(SOURCE MATERIAL)
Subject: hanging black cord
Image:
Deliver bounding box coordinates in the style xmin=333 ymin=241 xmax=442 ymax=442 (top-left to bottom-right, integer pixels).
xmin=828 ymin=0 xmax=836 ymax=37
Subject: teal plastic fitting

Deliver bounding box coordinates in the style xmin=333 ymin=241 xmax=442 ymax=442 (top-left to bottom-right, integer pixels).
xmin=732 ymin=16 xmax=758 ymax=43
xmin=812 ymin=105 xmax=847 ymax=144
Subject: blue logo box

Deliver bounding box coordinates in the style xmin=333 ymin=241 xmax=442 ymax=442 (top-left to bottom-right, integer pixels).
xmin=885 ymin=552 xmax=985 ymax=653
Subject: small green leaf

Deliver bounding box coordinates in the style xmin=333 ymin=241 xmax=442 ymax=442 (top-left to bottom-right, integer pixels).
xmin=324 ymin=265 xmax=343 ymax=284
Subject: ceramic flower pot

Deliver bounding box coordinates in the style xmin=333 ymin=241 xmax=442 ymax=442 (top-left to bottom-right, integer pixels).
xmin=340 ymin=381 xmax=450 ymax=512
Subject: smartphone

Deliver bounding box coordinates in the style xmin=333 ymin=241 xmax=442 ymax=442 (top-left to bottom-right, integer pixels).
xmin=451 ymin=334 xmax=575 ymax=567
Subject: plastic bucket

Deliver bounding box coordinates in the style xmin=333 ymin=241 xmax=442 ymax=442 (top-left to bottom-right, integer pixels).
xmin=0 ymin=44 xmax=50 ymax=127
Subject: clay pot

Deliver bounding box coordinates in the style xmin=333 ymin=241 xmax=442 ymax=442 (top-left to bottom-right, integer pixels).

(WHAT THE EXERCISE ASKS)
Copy out the data shown above in full. Match it exactly.

(TASK ANSWER)
Subject: hanging black cord
Image:
Deliver bounding box coordinates in the style xmin=333 ymin=241 xmax=442 ymax=442 (top-left to bottom-right, integer pixels).
xmin=828 ymin=0 xmax=836 ymax=37
Subject: teal plastic fitting

Deliver bounding box coordinates in the style xmin=333 ymin=241 xmax=442 ymax=442 (top-left to bottom-right, integer pixels).
xmin=732 ymin=16 xmax=758 ymax=43
xmin=812 ymin=105 xmax=847 ymax=144
Subject: blue logo box

Deliver bounding box coordinates in the style xmin=333 ymin=241 xmax=442 ymax=442 (top-left to bottom-right, integer pixels).
xmin=885 ymin=552 xmax=985 ymax=653
Subject: small green leaf

Deliver bounding box coordinates in the style xmin=333 ymin=241 xmax=442 ymax=442 (top-left to bottom-right, integer pixels).
xmin=324 ymin=265 xmax=343 ymax=284
Subject: ceramic flower pot

Deliver bounding box coordinates in the style xmin=333 ymin=241 xmax=442 ymax=442 (top-left to bottom-right, integer pixels).
xmin=340 ymin=381 xmax=450 ymax=512
Subject: smartphone

Deliver bounding box coordinates in the style xmin=333 ymin=241 xmax=442 ymax=442 (top-left to bottom-right, integer pixels).
xmin=451 ymin=334 xmax=575 ymax=567
Subject: plastic bucket

Deliver bounding box coordinates in the style xmin=333 ymin=241 xmax=442 ymax=442 (top-left to bottom-right, integer pixels).
xmin=0 ymin=44 xmax=50 ymax=127
Subject: clay pot

Deliver bounding box coordinates in the style xmin=333 ymin=241 xmax=442 ymax=442 (top-left to bottom-right, integer pixels).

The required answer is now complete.